* _Problem details_:
Rewrite the records below as a JSON list of strings, one string per line and no entries for blank lines, covering every record and leaving the pictures out.

▼▼▼

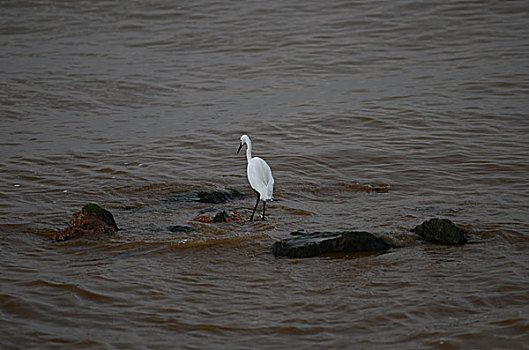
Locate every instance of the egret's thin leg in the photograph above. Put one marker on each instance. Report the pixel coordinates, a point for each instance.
(256, 204)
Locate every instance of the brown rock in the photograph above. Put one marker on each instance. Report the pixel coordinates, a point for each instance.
(91, 222)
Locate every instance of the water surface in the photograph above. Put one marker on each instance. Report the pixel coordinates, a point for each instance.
(126, 104)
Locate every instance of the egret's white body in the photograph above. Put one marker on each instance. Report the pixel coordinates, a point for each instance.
(259, 175)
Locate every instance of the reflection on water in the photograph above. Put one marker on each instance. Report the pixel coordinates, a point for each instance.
(372, 115)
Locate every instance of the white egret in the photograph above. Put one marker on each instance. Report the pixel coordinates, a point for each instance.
(259, 176)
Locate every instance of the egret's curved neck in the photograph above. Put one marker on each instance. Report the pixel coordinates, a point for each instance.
(249, 150)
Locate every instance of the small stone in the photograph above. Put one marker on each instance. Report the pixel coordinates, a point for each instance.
(91, 222)
(442, 231)
(312, 244)
(180, 228)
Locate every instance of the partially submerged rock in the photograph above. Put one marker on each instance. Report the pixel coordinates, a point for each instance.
(91, 222)
(215, 197)
(180, 228)
(218, 196)
(441, 231)
(312, 244)
(220, 216)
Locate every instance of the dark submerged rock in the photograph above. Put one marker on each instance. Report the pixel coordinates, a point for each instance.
(441, 231)
(312, 244)
(91, 222)
(221, 216)
(226, 215)
(180, 228)
(217, 197)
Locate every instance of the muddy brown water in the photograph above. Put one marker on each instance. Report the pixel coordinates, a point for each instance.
(127, 103)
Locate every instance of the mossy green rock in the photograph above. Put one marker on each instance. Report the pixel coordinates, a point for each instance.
(103, 214)
(442, 231)
(312, 244)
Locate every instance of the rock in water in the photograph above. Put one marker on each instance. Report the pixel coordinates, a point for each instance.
(218, 196)
(441, 231)
(91, 222)
(312, 244)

▲▲▲

* _Result for this exercise_:
[
  "Locate every instance of the egret's thin leg in the photograph above. Put one marker on each instance. Report the pixel coordinates, a point for each instance.",
  "(256, 204)",
  "Locate every instance of the brown rock in the photograph above. Put one marker on each instance. Report the pixel coordinates, a point for each instance.",
  "(91, 222)",
  "Locate every instance of the water surface in the photograph above. Put one marker on each instance. Report the pixel coordinates, a point for each instance.",
  "(126, 104)",
  "Locate every instance of the egret's white body in the photograph above. Put one marker on each instance. Report the pixel coordinates, a point for each instance.",
  "(259, 175)",
  "Locate every instance of the reflection on water in the photograph above. Put one marker on each instance. Report the pixel coordinates, a point for each instance.",
  "(372, 115)",
  "Locate every instance of the white egret in the photograph above. Put one marker on each instance. Report the pixel coordinates, a point for each instance.",
  "(259, 176)",
  "Locate every instance of the egret's curved neck in the photograph above. Put one marker on each instance. Report the pixel coordinates, a point for each instance.",
  "(249, 150)",
  "Locate every instance of the small stone in the photograph above. Put one marker on each instance. Report the pixel coordinates, a point for each instance.",
  "(91, 222)",
  "(442, 231)",
  "(312, 244)",
  "(180, 228)",
  "Locate every instance of the partially submerged rock in the photograph above. Put one marker on each instance. Report the pixel coordinates, a point for each instance.",
  "(91, 222)",
  "(215, 197)",
  "(180, 228)",
  "(218, 196)",
  "(441, 231)",
  "(312, 244)",
  "(220, 216)",
  "Locate every instance of the dark submerged rock in the photograph above. Put one marker on each instance. Report the pixel coordinates, a point for each instance.",
  "(441, 231)",
  "(312, 244)",
  "(91, 222)",
  "(221, 216)",
  "(226, 215)",
  "(180, 228)",
  "(217, 197)",
  "Locate every instance of the muddy brown water in the photograph above. Put one marker on each instance. Report the pixel coordinates, a point for each instance.",
  "(127, 103)",
  "Locate every instance of the mossy green rock in the photograph above. Put one marker on each instance. Report the pixel coordinates, a point for each instance.",
  "(103, 214)",
  "(442, 231)",
  "(312, 244)",
  "Locate every instance of the rock in water in the photograph above. Put one marker on each instance. Report the pixel coordinates, a point for each instance.",
  "(218, 196)",
  "(441, 231)",
  "(91, 222)",
  "(312, 244)"
]